[Recorded data]

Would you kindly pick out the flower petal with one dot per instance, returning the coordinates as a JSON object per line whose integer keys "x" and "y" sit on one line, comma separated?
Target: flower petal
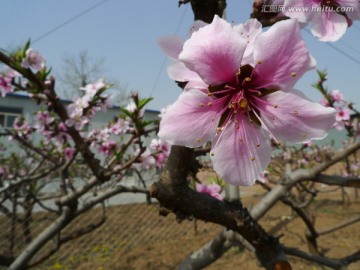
{"x": 291, "y": 116}
{"x": 214, "y": 52}
{"x": 171, "y": 46}
{"x": 236, "y": 155}
{"x": 191, "y": 120}
{"x": 283, "y": 55}
{"x": 328, "y": 26}
{"x": 249, "y": 31}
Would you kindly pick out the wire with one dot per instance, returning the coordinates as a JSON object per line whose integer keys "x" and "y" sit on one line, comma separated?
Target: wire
{"x": 68, "y": 21}
{"x": 337, "y": 49}
{"x": 165, "y": 58}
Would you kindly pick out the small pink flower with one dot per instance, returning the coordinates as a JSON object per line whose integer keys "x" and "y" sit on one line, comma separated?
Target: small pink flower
{"x": 43, "y": 119}
{"x": 93, "y": 88}
{"x": 147, "y": 160}
{"x": 241, "y": 106}
{"x": 108, "y": 147}
{"x": 213, "y": 190}
{"x": 69, "y": 152}
{"x": 5, "y": 85}
{"x": 33, "y": 59}
{"x": 342, "y": 114}
{"x": 121, "y": 126}
{"x": 162, "y": 149}
{"x": 324, "y": 102}
{"x": 329, "y": 18}
{"x": 336, "y": 95}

**Exercise brief**
Pictures stay out of the copy; please restate every record above exactly.

**Exercise solution**
Would you kindly pick out the flower petal with one dot per instance, returning the coordinates as a JSON object per line whose integer keys "x" and "y" sit on one line, comma separated?
Target: flower petal
{"x": 291, "y": 116}
{"x": 214, "y": 52}
{"x": 171, "y": 46}
{"x": 236, "y": 155}
{"x": 191, "y": 120}
{"x": 283, "y": 55}
{"x": 328, "y": 26}
{"x": 249, "y": 31}
Would you kindly pick out the wire with one dot per instance, returning the coordinates as a JSON object per line whose integer keys "x" and "y" sit on one line, comma separated?
Target: wire
{"x": 68, "y": 21}
{"x": 337, "y": 49}
{"x": 165, "y": 58}
Would you kindly pick out the small pink flower with one dot per instance, returning the coordinates as a JSON object per line whose integer keys "x" and "y" sit on one line, comma separated?
Target: small pink flower
{"x": 43, "y": 119}
{"x": 93, "y": 88}
{"x": 147, "y": 160}
{"x": 241, "y": 106}
{"x": 108, "y": 147}
{"x": 213, "y": 190}
{"x": 69, "y": 152}
{"x": 5, "y": 85}
{"x": 33, "y": 59}
{"x": 342, "y": 114}
{"x": 121, "y": 126}
{"x": 162, "y": 149}
{"x": 324, "y": 102}
{"x": 329, "y": 18}
{"x": 336, "y": 95}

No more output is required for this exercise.